→ TASK ITEM: Exclude the pictures and repeat all of the data exactly.

→ DATA PROVIDED:

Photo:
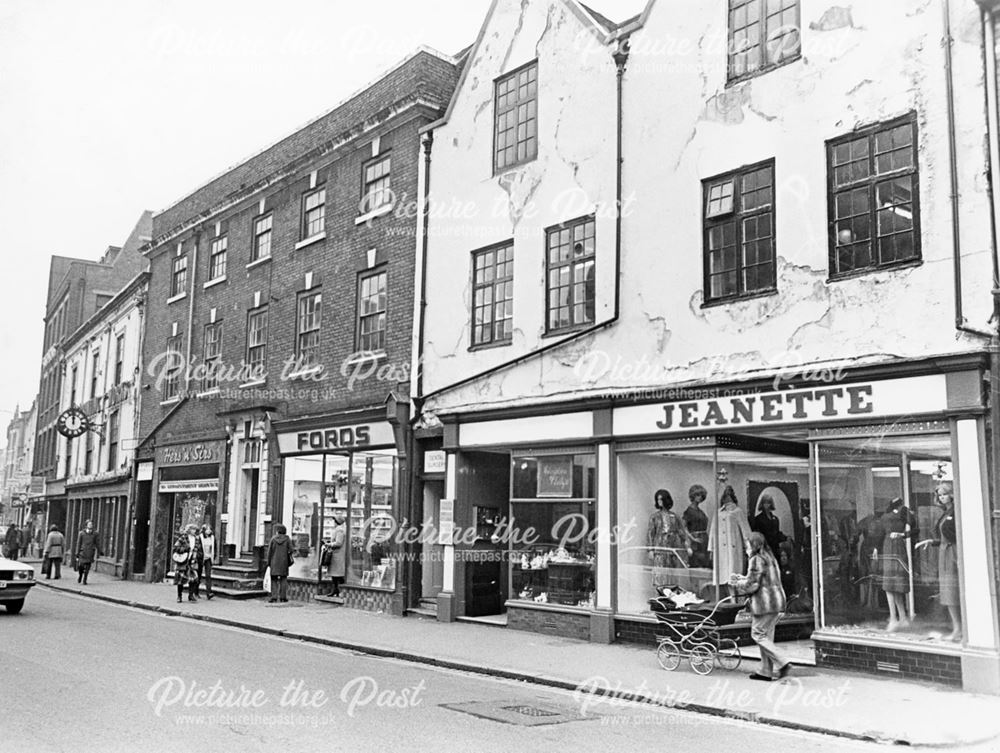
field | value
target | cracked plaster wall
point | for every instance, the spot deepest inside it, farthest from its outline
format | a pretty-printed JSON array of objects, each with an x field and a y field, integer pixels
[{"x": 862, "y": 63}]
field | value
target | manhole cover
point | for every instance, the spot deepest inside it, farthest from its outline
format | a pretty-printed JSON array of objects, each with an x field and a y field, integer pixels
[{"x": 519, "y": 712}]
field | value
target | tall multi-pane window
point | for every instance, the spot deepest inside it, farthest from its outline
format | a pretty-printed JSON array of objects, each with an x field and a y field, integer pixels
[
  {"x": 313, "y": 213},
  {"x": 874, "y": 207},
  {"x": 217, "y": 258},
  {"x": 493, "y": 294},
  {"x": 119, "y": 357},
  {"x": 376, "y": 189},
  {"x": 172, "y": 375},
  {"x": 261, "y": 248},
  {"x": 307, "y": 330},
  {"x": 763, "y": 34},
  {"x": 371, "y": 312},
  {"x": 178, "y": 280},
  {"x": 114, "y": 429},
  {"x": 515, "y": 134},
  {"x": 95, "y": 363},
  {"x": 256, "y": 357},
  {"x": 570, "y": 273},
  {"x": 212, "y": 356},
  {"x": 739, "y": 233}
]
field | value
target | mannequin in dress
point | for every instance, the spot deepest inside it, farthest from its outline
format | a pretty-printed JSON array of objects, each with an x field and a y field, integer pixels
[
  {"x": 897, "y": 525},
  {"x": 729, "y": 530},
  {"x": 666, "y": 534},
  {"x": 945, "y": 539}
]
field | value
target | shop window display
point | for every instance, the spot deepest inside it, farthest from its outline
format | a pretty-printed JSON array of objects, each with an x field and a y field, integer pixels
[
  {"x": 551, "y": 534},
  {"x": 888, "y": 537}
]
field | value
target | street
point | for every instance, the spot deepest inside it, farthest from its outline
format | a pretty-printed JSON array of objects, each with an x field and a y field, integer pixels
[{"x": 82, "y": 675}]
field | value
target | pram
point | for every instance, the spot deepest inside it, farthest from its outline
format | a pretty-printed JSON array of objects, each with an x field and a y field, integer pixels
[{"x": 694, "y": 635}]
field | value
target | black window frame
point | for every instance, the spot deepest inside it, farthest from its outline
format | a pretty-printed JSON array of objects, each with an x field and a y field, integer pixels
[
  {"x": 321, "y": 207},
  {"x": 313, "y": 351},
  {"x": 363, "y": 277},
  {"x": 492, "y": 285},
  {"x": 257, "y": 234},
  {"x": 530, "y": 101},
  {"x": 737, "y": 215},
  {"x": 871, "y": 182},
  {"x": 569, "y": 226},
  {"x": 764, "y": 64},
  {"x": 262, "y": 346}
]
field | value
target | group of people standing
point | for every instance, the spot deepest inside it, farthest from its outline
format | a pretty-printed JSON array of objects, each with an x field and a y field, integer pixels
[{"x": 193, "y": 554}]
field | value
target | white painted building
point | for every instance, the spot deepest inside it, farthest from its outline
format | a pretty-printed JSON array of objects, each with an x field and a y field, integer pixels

→ SOLUTION:
Photo:
field | value
target | cracked plaster wall
point | for every instance, the spot deepest inside it, farthest from its outline
format | a pretty-printed JSON array of objects, each with an x field and a y field, integer pixels
[{"x": 862, "y": 63}]
field | value
target | manhole cover
point | for every instance, the spot deepest inside it, farthest from its outline
format | a pretty-printed JSON array of objects, each with an x field and a y field, integer pixels
[{"x": 519, "y": 712}]
field | value
target | tall multi-pane window
point | for every instance, the spot deepest inside it, farthest from its outline
format | a pretty-printed JSON array of objects, each with an x field and a y field, integer pixels
[
  {"x": 313, "y": 213},
  {"x": 874, "y": 207},
  {"x": 217, "y": 258},
  {"x": 493, "y": 294},
  {"x": 119, "y": 357},
  {"x": 376, "y": 189},
  {"x": 172, "y": 375},
  {"x": 261, "y": 248},
  {"x": 307, "y": 330},
  {"x": 763, "y": 34},
  {"x": 371, "y": 312},
  {"x": 178, "y": 280},
  {"x": 114, "y": 429},
  {"x": 515, "y": 134},
  {"x": 95, "y": 363},
  {"x": 256, "y": 357},
  {"x": 570, "y": 273},
  {"x": 212, "y": 356},
  {"x": 739, "y": 233}
]
field | value
target | mannequin in dress
point | for every instance, the spot deepest inside it, farthest from its outline
format | a pretty-printed JSON array of objects, each with an x field and a y field, integer pixels
[
  {"x": 897, "y": 525},
  {"x": 729, "y": 530},
  {"x": 666, "y": 534},
  {"x": 945, "y": 539}
]
field | value
target | shop window display
point | for every instance, the spot deepest inside it, farthest from its outline
format | a pretty-printed JSON array of objects, each with an x field and a y field, integer pixels
[
  {"x": 551, "y": 534},
  {"x": 888, "y": 537}
]
field | value
target | street
point | for every instance, the spot deepest inside it, farthest from its outline
format | a pretty-printed JSON array of objects, each with an x field and a y field, integer pixels
[{"x": 82, "y": 675}]
field | value
target | pram
point | for every instance, the spot deepest inside it, farthest from its outline
format | a pretty-printed JSON array of objects, each with an x field and a y field, integer pixels
[{"x": 694, "y": 635}]
field | value
target | black window frame
point | for every instance, the spot deepest inside it, farthest from its outline
format | a pretty-printed JSON array of objects, each with an x field and a y field, integer pixels
[
  {"x": 321, "y": 207},
  {"x": 313, "y": 351},
  {"x": 363, "y": 277},
  {"x": 492, "y": 285},
  {"x": 257, "y": 234},
  {"x": 530, "y": 101},
  {"x": 737, "y": 215},
  {"x": 871, "y": 182},
  {"x": 569, "y": 226},
  {"x": 764, "y": 64},
  {"x": 262, "y": 346}
]
field | value
target | group of people standing
point | for every instance, the spot deepest inside it, farthest from its outline
format | a pretty-printed JSON array of objects, each with an x field and a y field, integer pixels
[{"x": 193, "y": 554}]
field | value
target | white painted building
point | for every instance, the spot deepest inside it, farthest from its outline
format | a pretty-printed JSON array of objects, each with an x field and a y field, integer pixels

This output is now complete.